Using the data beneath this instruction, retype only the lines from the one that contains "dark blurred background?" down to the one that contains "of the finger?", both included, exactly as they appear.

## INPUT RECORDS
= = =

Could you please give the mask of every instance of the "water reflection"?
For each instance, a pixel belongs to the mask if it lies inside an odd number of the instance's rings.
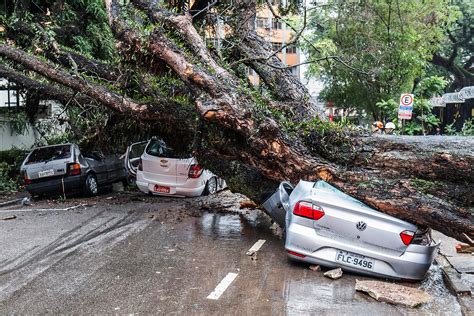
[[[285,300],[287,313],[318,315],[367,315],[387,313],[391,307],[378,302],[371,303],[356,294],[354,287],[347,281],[325,279],[300,279],[285,281]],[[399,314],[395,308],[394,315]]]
[[[239,215],[204,213],[197,228],[201,234],[215,239],[240,239],[243,223]]]

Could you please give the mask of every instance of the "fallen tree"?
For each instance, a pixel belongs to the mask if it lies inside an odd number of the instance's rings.
[[[1,75],[27,88],[39,77],[46,83],[36,89],[51,98],[92,99],[159,122],[175,147],[193,150],[232,190],[256,201],[281,180],[323,179],[387,214],[459,240],[474,235],[474,140],[374,137],[325,121],[306,88],[270,56],[268,43],[253,29],[254,1],[237,1],[229,13],[232,69],[208,49],[189,14],[173,13],[155,1],[134,0],[124,7],[106,0],[105,5],[127,61],[115,67],[134,64],[143,80],[138,93],[128,95],[120,76],[114,77],[122,73],[118,69],[107,71],[107,80],[91,78],[88,71],[98,73],[102,66],[85,56],[50,52],[46,61],[11,44],[0,44],[0,57],[11,63],[0,68]],[[71,59],[80,62],[80,73]],[[265,78],[268,93],[246,82],[243,64]],[[154,78],[163,74],[185,83],[190,102],[155,93]],[[180,139],[192,141],[180,143],[175,130],[186,135]]]

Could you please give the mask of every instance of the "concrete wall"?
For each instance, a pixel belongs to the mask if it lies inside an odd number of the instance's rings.
[[[13,132],[5,117],[0,118],[0,150],[8,150],[12,147],[29,149],[36,141],[37,133],[33,130],[31,125],[23,135],[18,135]]]

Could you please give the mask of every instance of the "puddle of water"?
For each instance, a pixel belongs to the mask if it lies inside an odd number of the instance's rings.
[[[317,313],[318,315],[399,314],[387,304],[370,302],[357,294],[353,282],[341,279],[286,280],[285,300],[287,314]]]
[[[426,278],[421,282],[420,289],[433,296],[433,301],[420,307],[420,310],[444,315],[461,315],[457,299],[446,288],[443,272],[437,264],[432,264]]]
[[[243,230],[239,215],[218,213],[204,213],[197,226],[201,234],[219,239],[240,239]]]
[[[204,212],[195,222],[191,235],[203,235],[220,240],[242,239],[242,236],[270,235],[271,223],[260,211],[248,214]],[[269,236],[270,237],[270,236]]]

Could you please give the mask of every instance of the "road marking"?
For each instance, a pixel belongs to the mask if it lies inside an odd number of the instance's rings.
[[[238,273],[233,273],[229,272],[225,276],[225,278],[222,279],[222,281],[217,284],[216,288],[214,291],[207,296],[208,300],[218,300],[219,297],[221,297],[222,293],[229,287],[229,285],[232,283],[232,281],[235,280],[235,278],[238,276]]]
[[[253,246],[247,251],[247,255],[251,256],[254,252],[257,252],[265,243],[265,239],[259,239]]]

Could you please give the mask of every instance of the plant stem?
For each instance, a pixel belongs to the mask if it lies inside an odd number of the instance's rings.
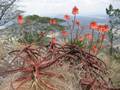
[[[78,25],[78,29],[77,29],[77,32],[76,32],[76,40],[78,40],[78,37],[79,37],[79,30],[80,30],[80,28],[79,28],[79,25]]]
[[[105,35],[105,33],[104,33],[103,35]],[[97,55],[97,54],[99,53],[99,51],[101,50],[103,41],[104,41],[104,38],[102,38],[102,40],[101,40],[101,43],[100,43],[100,46],[99,46],[99,48],[98,48],[98,52],[96,53],[96,55]]]
[[[94,30],[92,29],[92,40],[91,40],[91,42],[90,42],[90,49],[89,49],[89,53],[90,53],[90,51],[91,51],[91,47],[92,47],[92,45],[93,45],[93,40],[94,39]]]
[[[98,37],[97,37],[97,42],[96,42],[96,47],[98,46],[98,44],[99,44],[99,41],[100,41],[100,32],[98,33]]]
[[[72,28],[71,28],[71,43],[73,43],[73,31],[74,31],[74,28],[75,28],[75,20],[76,20],[76,15],[74,16],[74,20],[73,20],[73,25],[72,25]]]

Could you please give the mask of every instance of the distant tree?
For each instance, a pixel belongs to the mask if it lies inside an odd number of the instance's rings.
[[[0,0],[0,26],[16,17],[14,3],[17,0]]]
[[[120,9],[114,9],[110,4],[106,8],[106,13],[109,16],[110,31],[108,33],[109,41],[111,44],[110,54],[113,53],[113,42],[120,39]]]

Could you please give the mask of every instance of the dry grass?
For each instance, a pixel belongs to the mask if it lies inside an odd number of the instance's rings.
[[[75,52],[74,52],[75,53]],[[78,53],[78,52],[77,52]],[[63,57],[64,59],[64,57]],[[77,60],[75,58],[75,60]],[[30,82],[27,82],[25,83],[22,87],[20,87],[19,89],[17,90],[49,90],[46,86],[43,85],[43,82],[41,82],[41,80],[44,80],[45,82],[47,83],[50,83],[52,85],[54,85],[57,89],[54,89],[54,90],[82,90],[81,89],[81,86],[80,86],[80,79],[82,81],[84,81],[82,78],[85,78],[84,77],[84,74],[86,75],[86,72],[84,70],[84,68],[80,67],[78,69],[74,69],[73,70],[69,70],[70,69],[70,65],[69,63],[63,63],[65,65],[63,66],[60,66],[60,68],[56,68],[56,64],[53,65],[52,67],[49,67],[49,68],[46,68],[45,71],[52,71],[52,72],[55,72],[55,73],[58,73],[58,74],[61,74],[63,77],[61,77],[61,79],[59,78],[56,78],[56,77],[52,77],[52,78],[49,78],[49,77],[41,77],[39,80],[34,80],[34,84],[30,81]],[[80,64],[81,65],[81,64]],[[89,68],[89,67],[88,67]],[[81,75],[83,74],[83,75]],[[18,76],[17,76],[18,75]],[[20,74],[17,74],[14,76],[14,78],[12,78],[12,81],[15,81],[16,78],[19,78],[19,75]],[[22,74],[23,75],[23,74]],[[13,76],[13,75],[12,75]],[[83,76],[83,77],[82,77]],[[96,76],[95,76],[96,77]],[[8,76],[8,78],[6,78],[7,80],[9,81],[6,81],[4,80],[4,83],[1,85],[2,88],[4,87],[7,87],[5,88],[5,90],[9,90],[9,89],[12,89],[14,90],[14,88],[16,88],[17,86],[19,86],[19,82],[17,83],[13,83],[11,84],[11,80],[9,79],[11,78],[11,76]],[[86,79],[86,78],[85,78]],[[89,80],[90,78],[88,78]],[[92,78],[91,78],[92,79]],[[91,80],[90,79],[90,80]],[[90,81],[89,80],[89,81]],[[86,81],[86,80],[85,80]],[[9,82],[9,83],[6,83],[6,82]],[[37,82],[37,83],[36,83]],[[7,85],[6,85],[7,84]],[[39,84],[40,86],[38,86],[37,84]],[[52,86],[51,85],[51,86]],[[10,87],[9,87],[10,86]],[[30,86],[32,86],[30,88]],[[14,88],[13,88],[14,87]],[[35,88],[36,87],[36,88]],[[4,90],[4,89],[2,89]],[[52,89],[53,90],[53,89]]]
[[[52,71],[61,73],[64,78],[57,79],[57,78],[48,78],[44,77],[42,78],[43,80],[52,83],[54,86],[57,87],[56,90],[81,90],[79,86],[79,82],[77,78],[75,78],[74,74],[68,71],[68,66],[61,66],[61,68],[55,68],[51,67]],[[15,75],[9,75],[7,78],[4,79],[4,82],[2,83],[0,90],[15,90],[14,88],[19,85],[19,83],[14,83],[11,84],[11,80],[14,81],[15,78],[19,77],[20,73],[17,73]],[[7,82],[7,83],[6,83]],[[31,81],[24,84],[22,87],[20,87],[18,90],[48,90],[46,87],[39,88],[39,87],[30,87],[31,86]],[[42,83],[39,82],[40,85]],[[14,86],[14,88],[13,88]],[[79,88],[78,88],[79,87]]]
[[[2,46],[2,45],[1,45]],[[18,46],[18,45],[15,45]],[[17,48],[17,47],[16,47]],[[1,49],[1,51],[4,50]],[[5,53],[2,54],[3,56],[6,55]],[[111,78],[112,82],[113,82],[113,86],[115,87],[119,87],[120,86],[120,63],[114,61],[114,60],[110,60],[110,56],[108,55],[100,55],[99,56],[102,60],[104,60],[104,62],[107,64],[108,69],[109,69],[109,77]],[[61,66],[61,68],[55,68],[55,66],[52,66],[49,68],[49,70],[52,70],[56,73],[60,73],[64,76],[64,78],[62,78],[61,80],[58,78],[48,78],[48,77],[43,77],[41,79],[53,84],[54,86],[57,87],[56,90],[82,90],[79,84],[79,80],[78,80],[78,76],[80,76],[80,72],[77,73],[74,71],[70,71],[69,69],[69,65],[63,65]],[[15,90],[14,88],[17,87],[19,85],[19,83],[14,83],[11,84],[12,81],[14,81],[16,78],[18,78],[20,75],[20,73],[17,73],[15,75],[9,75],[7,76],[4,80],[3,83],[0,85],[0,90]],[[22,87],[19,88],[19,90],[48,90],[46,87],[43,88],[34,88],[34,86],[32,88],[30,88],[31,86],[31,81],[24,84]],[[42,85],[41,82],[39,82],[40,85]],[[36,85],[36,84],[34,84]],[[13,88],[14,86],[14,88]]]
[[[110,61],[110,77],[114,87],[120,87],[120,63],[115,60]]]
[[[108,67],[113,87],[120,87],[120,59],[115,59],[114,56],[110,56],[108,53],[101,54],[100,58],[103,59]]]

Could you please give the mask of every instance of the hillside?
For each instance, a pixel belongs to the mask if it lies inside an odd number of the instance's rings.
[[[32,20],[32,21],[37,21],[37,22],[40,22],[40,23],[49,23],[50,21],[50,17],[41,17],[41,16],[38,16],[38,15],[29,15],[29,16],[26,16],[25,19],[29,19],[29,20]],[[59,18],[53,18],[53,19],[56,19],[58,23],[61,23],[61,22],[64,22],[63,19],[59,19]]]

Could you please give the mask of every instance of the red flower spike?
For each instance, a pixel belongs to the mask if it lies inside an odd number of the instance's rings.
[[[73,10],[72,10],[72,14],[73,15],[76,15],[76,14],[78,14],[79,13],[79,9],[75,6],[74,8],[73,8]]]
[[[90,23],[90,28],[91,28],[91,29],[97,29],[97,28],[98,28],[97,23],[96,23],[95,21],[91,22],[91,23]]]
[[[99,30],[100,32],[105,33],[105,32],[108,32],[108,31],[109,31],[109,27],[108,27],[108,25],[99,25],[99,26],[98,26],[98,30]]]
[[[94,53],[96,53],[96,52],[98,51],[98,49],[97,49],[97,46],[96,46],[96,45],[93,45],[93,46],[92,46],[92,51],[93,51]]]
[[[98,30],[100,31],[100,32],[102,32],[103,31],[103,26],[102,25],[98,25]]]
[[[63,37],[67,37],[69,33],[68,33],[67,31],[64,31],[64,30],[63,30],[63,31],[61,32],[61,34],[62,34]]]
[[[109,31],[109,26],[108,25],[104,25],[104,32],[108,32]]]
[[[65,15],[65,16],[64,16],[64,19],[65,19],[65,20],[70,20],[70,16],[69,16],[69,15]]]
[[[81,36],[79,37],[79,41],[82,42],[84,40],[84,38]]]
[[[55,19],[50,19],[50,24],[56,25],[56,24],[57,24],[57,21],[56,21]]]
[[[17,18],[17,20],[18,20],[18,24],[19,25],[23,24],[23,16],[19,15],[18,18]]]
[[[93,36],[92,34],[85,34],[85,38],[87,38],[88,40],[92,40]]]
[[[79,21],[79,20],[76,20],[75,23],[76,23],[77,25],[80,25],[80,21]]]

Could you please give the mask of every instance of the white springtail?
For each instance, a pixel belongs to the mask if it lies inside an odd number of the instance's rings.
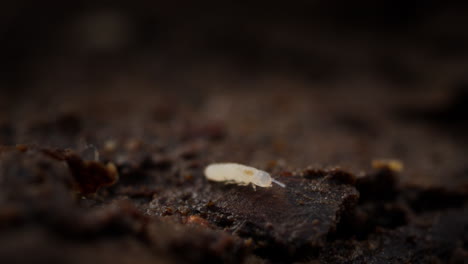
[[[273,179],[266,171],[237,163],[213,163],[205,168],[205,176],[208,180],[226,183],[236,183],[238,185],[249,185],[252,187],[272,187],[276,183],[281,187],[286,187],[282,182]]]

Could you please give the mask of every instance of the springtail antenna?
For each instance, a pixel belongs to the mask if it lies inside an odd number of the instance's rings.
[[[277,181],[277,180],[275,180],[275,179],[273,179],[273,178],[271,178],[271,181],[274,182],[274,183],[276,183],[276,184],[278,184],[279,186],[281,186],[281,187],[283,187],[283,188],[286,187],[286,184],[284,184],[284,183],[282,183],[282,182],[279,182],[279,181]]]

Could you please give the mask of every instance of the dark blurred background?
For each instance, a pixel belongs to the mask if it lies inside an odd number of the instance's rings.
[[[138,75],[198,88],[197,76],[273,73],[421,88],[466,74],[458,2],[2,1],[0,85],[11,95]]]

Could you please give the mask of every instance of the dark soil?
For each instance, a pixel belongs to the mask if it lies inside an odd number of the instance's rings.
[[[0,262],[464,263],[468,36],[434,25],[457,8],[403,2],[185,22],[170,5],[12,5]],[[286,188],[207,181],[213,162]]]

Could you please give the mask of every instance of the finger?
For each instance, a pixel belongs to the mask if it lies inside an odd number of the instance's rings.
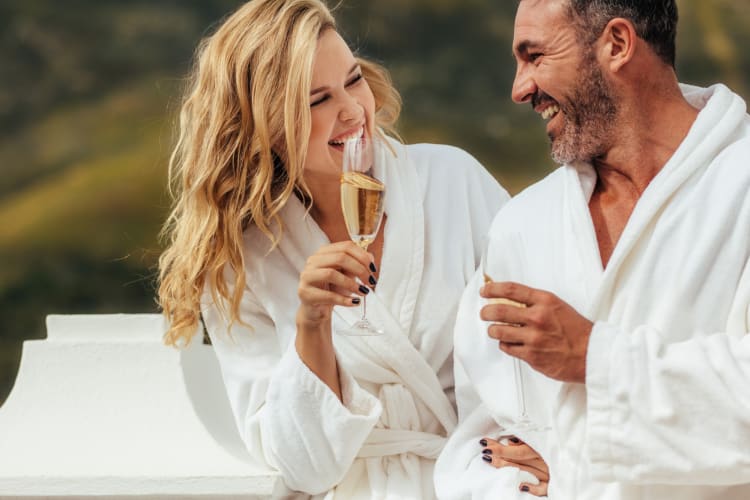
[[[496,466],[518,467],[533,474],[534,477],[539,480],[549,480],[547,464],[533,451],[516,457],[509,457],[504,455],[504,450],[497,449],[492,444],[488,444],[488,446],[482,450],[482,457],[485,462],[492,463]]]
[[[503,459],[502,457],[498,457],[496,455],[490,455],[487,453],[482,454],[482,460],[484,460],[485,462],[487,462],[487,464],[493,466],[496,469],[503,469],[505,467],[515,467],[522,471],[528,472],[529,474],[539,479],[540,481],[549,480],[549,474],[528,464],[511,462],[509,460]]]
[[[377,283],[366,264],[345,252],[315,254],[308,259],[305,272],[324,268],[337,269],[347,275],[356,276],[365,285],[374,286]]]
[[[523,346],[526,340],[526,329],[519,326],[492,323],[487,327],[487,335],[503,344]]]
[[[359,297],[350,297],[348,295],[342,295],[330,290],[323,290],[321,288],[312,287],[300,290],[299,296],[300,301],[303,304],[310,306],[324,305],[353,307],[358,306],[362,302],[362,299],[360,299]]]
[[[500,301],[505,299],[491,300]],[[490,303],[482,307],[479,311],[479,317],[483,321],[495,321],[512,325],[525,325],[526,315],[526,306],[519,307],[507,303]]]
[[[511,344],[503,341],[498,342],[498,348],[508,356],[518,358],[522,361],[529,362],[528,354],[529,351],[524,344]]]
[[[333,289],[342,295],[366,295],[370,291],[367,287],[357,283],[354,278],[333,268],[305,271],[304,276],[300,278],[299,289],[302,291],[307,288]],[[302,298],[301,295],[300,298]]]
[[[539,484],[521,483],[518,489],[526,493],[531,493],[532,495],[537,497],[544,497],[547,496],[548,486],[549,482],[539,481]]]
[[[330,245],[321,247],[316,253],[325,255],[338,252],[345,252],[351,255],[352,257],[360,261],[360,263],[371,272],[377,272],[377,269],[375,268],[375,256],[373,256],[367,250],[364,250],[353,241],[340,241],[338,243],[332,243]]]
[[[489,448],[489,447],[488,447]],[[539,457],[539,454],[535,452],[529,445],[507,445],[502,444],[491,448],[493,454],[497,454],[505,460],[511,462],[531,462]]]
[[[479,291],[479,294],[486,299],[504,298],[530,306],[535,303],[534,296],[537,292],[538,290],[520,283],[504,281],[487,283]]]

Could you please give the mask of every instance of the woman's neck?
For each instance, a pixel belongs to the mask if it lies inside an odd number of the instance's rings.
[[[308,176],[305,182],[312,195],[310,215],[313,220],[332,243],[348,240],[349,233],[341,211],[339,180],[330,175]]]

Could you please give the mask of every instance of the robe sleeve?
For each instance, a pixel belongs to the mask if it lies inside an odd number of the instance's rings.
[[[741,316],[750,330],[750,308]],[[638,484],[750,481],[750,335],[666,344],[596,323],[587,359],[592,475]]]
[[[343,404],[302,362],[249,290],[241,317],[227,322],[215,306],[204,320],[229,401],[253,462],[278,470],[286,485],[309,494],[331,489],[345,475],[375,426],[381,405],[340,366]]]

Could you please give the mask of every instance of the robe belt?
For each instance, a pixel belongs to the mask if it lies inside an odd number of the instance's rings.
[[[385,457],[401,453],[414,453],[435,460],[446,438],[430,432],[404,429],[373,429],[357,453],[358,458]]]

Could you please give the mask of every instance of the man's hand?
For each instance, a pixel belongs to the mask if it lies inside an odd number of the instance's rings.
[[[487,299],[510,299],[526,307],[488,304],[481,318],[500,350],[563,382],[586,381],[586,352],[594,324],[554,294],[518,283],[487,283]]]

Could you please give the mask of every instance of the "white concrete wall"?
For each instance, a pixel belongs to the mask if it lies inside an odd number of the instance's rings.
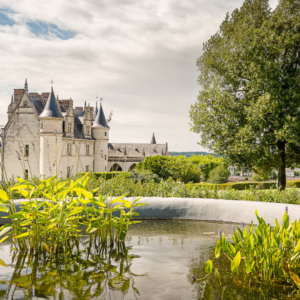
[[[24,178],[24,169],[28,170],[29,177],[31,174],[39,176],[39,120],[32,103],[28,100],[28,107],[20,105],[13,119],[6,126],[2,149],[4,150],[4,167],[8,179],[12,176]],[[24,156],[24,145],[26,144],[29,145],[29,157]],[[16,151],[20,154],[21,160],[18,159]]]
[[[94,160],[94,142],[93,140],[73,140],[62,139],[62,151],[60,162],[60,176],[67,177],[67,170],[70,167],[70,175],[74,176],[78,172],[85,172],[86,166],[93,171]],[[71,156],[67,153],[67,144],[71,144]],[[89,155],[86,155],[86,145],[90,146]]]

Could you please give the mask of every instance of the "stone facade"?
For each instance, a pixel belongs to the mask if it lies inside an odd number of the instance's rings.
[[[78,172],[128,171],[147,156],[169,155],[168,145],[109,143],[109,121],[98,109],[73,107],[73,100],[50,93],[15,89],[1,128],[1,180],[12,177],[62,177]]]

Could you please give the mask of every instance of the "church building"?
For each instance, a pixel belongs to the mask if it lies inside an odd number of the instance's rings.
[[[73,176],[78,172],[130,171],[148,156],[169,155],[168,144],[110,143],[111,115],[50,93],[15,89],[1,128],[1,180],[14,177]]]

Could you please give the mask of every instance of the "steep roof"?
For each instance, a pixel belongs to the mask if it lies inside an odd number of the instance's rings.
[[[97,114],[98,114],[98,105],[97,105],[97,102],[96,102],[96,108],[95,108],[95,112],[94,112],[94,119],[96,119]]]
[[[156,144],[156,139],[155,139],[154,133],[153,133],[153,136],[151,138],[150,144]]]
[[[61,118],[63,119],[63,115],[60,112],[60,109],[57,105],[57,101],[53,92],[53,88],[51,88],[51,93],[48,97],[48,100],[45,104],[43,112],[40,114],[40,117],[49,117],[49,118]]]
[[[102,108],[102,104],[100,104],[100,108],[99,111],[95,117],[95,121],[93,122],[93,128],[95,127],[106,127],[109,128],[104,116],[104,112],[103,112],[103,108]]]

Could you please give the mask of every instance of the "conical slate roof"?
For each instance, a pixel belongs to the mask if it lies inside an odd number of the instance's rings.
[[[63,119],[63,115],[58,108],[57,101],[55,99],[55,95],[53,92],[53,87],[51,88],[51,93],[48,97],[48,100],[45,104],[44,110],[40,114],[40,117],[47,117],[47,118],[61,118]]]
[[[100,103],[100,108],[95,117],[95,121],[94,121],[92,127],[93,128],[95,128],[95,127],[107,127],[108,128],[101,103]]]
[[[156,139],[155,139],[154,133],[153,133],[150,144],[156,144]]]

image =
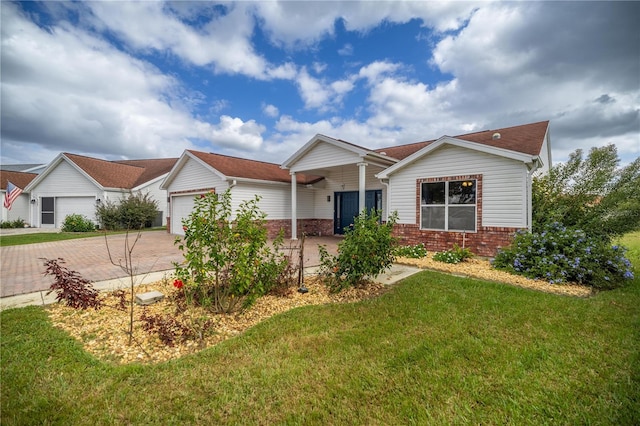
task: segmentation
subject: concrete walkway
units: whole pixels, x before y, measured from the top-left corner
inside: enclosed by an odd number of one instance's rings
[[[0,238],[2,235],[6,233],[2,232]],[[170,277],[174,262],[183,261],[182,252],[174,244],[174,235],[165,231],[148,231],[143,232],[138,241],[135,241],[135,236],[129,235],[129,244],[135,242],[132,257],[136,285]],[[79,272],[101,291],[130,286],[128,273],[109,261],[111,252],[116,264],[124,262],[126,241],[126,235],[119,234],[108,236],[106,242],[104,237],[92,237],[0,247],[0,309],[55,301],[55,294],[45,296],[53,278],[43,275],[43,258],[63,258],[66,262],[64,266]],[[339,241],[338,237],[307,237],[304,247],[305,273],[314,273],[315,267],[320,264],[319,245],[324,245],[329,253],[335,254]],[[285,247],[299,244],[299,241],[286,241]],[[285,250],[285,254],[291,254],[292,257],[297,253],[295,250],[291,253]],[[391,284],[418,271],[418,268],[394,265],[387,273],[381,274],[377,281]]]

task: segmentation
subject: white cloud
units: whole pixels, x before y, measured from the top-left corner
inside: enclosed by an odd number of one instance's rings
[[[242,121],[237,117],[223,115],[217,126],[202,125],[200,135],[216,145],[240,149],[257,150],[262,145],[264,126],[255,120]]]
[[[324,62],[315,61],[311,64],[311,68],[316,74],[322,74],[327,69],[327,64]]]
[[[183,14],[160,2],[90,2],[96,28],[114,32],[132,49],[171,52],[196,66],[212,65],[215,72],[258,79],[291,75],[288,66],[275,66],[251,44],[253,9],[230,3],[220,13],[208,3],[195,3],[189,13],[208,19],[201,27],[184,23]],[[184,12],[184,10],[181,10]],[[140,19],[140,17],[144,19]]]
[[[60,151],[150,158],[178,156],[192,140],[245,149],[262,142],[253,120],[195,119],[172,102],[184,95],[175,79],[102,40],[68,26],[45,31],[10,4],[2,15],[3,162],[24,162],[27,145],[42,157],[48,151],[46,162]]]
[[[301,47],[335,34],[336,20],[347,30],[367,32],[382,22],[421,19],[438,31],[458,30],[478,5],[486,2],[259,2],[260,25],[276,45]]]
[[[340,56],[351,56],[353,55],[353,45],[351,43],[347,43],[338,49],[338,55]]]
[[[271,104],[263,104],[262,105],[262,112],[271,118],[275,118],[278,115],[280,115],[280,111],[278,110],[278,107],[276,107],[275,105],[271,105]]]

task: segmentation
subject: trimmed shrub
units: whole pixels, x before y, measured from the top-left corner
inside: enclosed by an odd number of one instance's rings
[[[433,254],[433,260],[444,263],[460,263],[473,257],[473,253],[468,248],[460,248],[454,244],[450,250],[439,251]]]
[[[338,244],[338,255],[332,256],[320,246],[320,275],[331,291],[361,284],[365,277],[376,277],[391,267],[398,241],[393,237],[397,214],[386,223],[380,213],[363,211],[355,218],[353,228],[345,232]]]
[[[551,284],[575,282],[596,289],[621,287],[633,279],[626,249],[560,223],[540,233],[519,231],[510,247],[498,252],[493,267]]]
[[[11,229],[11,228],[24,228],[26,226],[26,222],[24,219],[16,219],[16,220],[6,220],[0,222],[0,228],[2,229]]]
[[[155,219],[158,202],[149,194],[129,195],[115,203],[106,200],[96,207],[96,217],[103,229],[142,229]]]
[[[91,232],[96,230],[96,225],[81,214],[70,214],[64,218],[62,232]]]
[[[427,255],[427,249],[422,243],[414,246],[398,246],[395,248],[395,255],[398,257],[408,257],[410,259],[420,259]]]

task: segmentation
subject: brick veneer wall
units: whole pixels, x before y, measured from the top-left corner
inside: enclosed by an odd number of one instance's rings
[[[420,229],[420,187],[425,182],[453,180],[476,181],[476,232],[434,231]],[[416,180],[416,224],[396,224],[394,235],[402,244],[424,244],[429,251],[448,250],[454,244],[469,248],[474,254],[491,257],[500,247],[508,246],[520,228],[482,226],[482,175],[459,175]]]
[[[278,235],[284,230],[285,238],[291,238],[291,219],[267,220],[269,237]],[[307,235],[333,235],[333,220],[331,219],[298,219],[298,235],[302,232]]]
[[[481,227],[477,232],[427,231],[418,225],[396,224],[393,233],[403,245],[424,244],[428,251],[448,250],[454,244],[478,256],[493,257],[500,247],[511,243],[519,228]]]

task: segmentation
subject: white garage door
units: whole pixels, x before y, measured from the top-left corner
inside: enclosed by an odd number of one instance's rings
[[[194,194],[171,197],[171,233],[184,235],[182,219],[189,216],[194,206]]]
[[[95,197],[56,197],[56,228],[61,228],[64,218],[70,214],[80,214],[93,223],[96,222]]]

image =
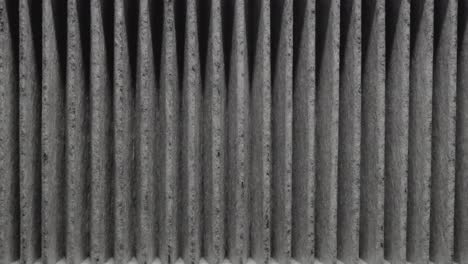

= = =

## RESULT
Could you please give the mask of every instance of the dark blurred background?
For each instance, a pixel belongs to the mask if it lies inside an odd number of the instance's rings.
[[[138,75],[198,88],[197,76],[273,73],[421,88],[466,74],[458,2],[2,1],[0,85],[11,95]]]

Could you please give the mask of every instance of the dark soil?
For each instance, a pixel belongs to the mask if it lies inside an odd number of the instance's rings.
[[[0,262],[464,263],[468,36],[434,25],[457,8],[403,2],[185,22],[170,5],[12,5]],[[286,188],[207,181],[213,162]]]

Could you please give the mask of every instance of the finger?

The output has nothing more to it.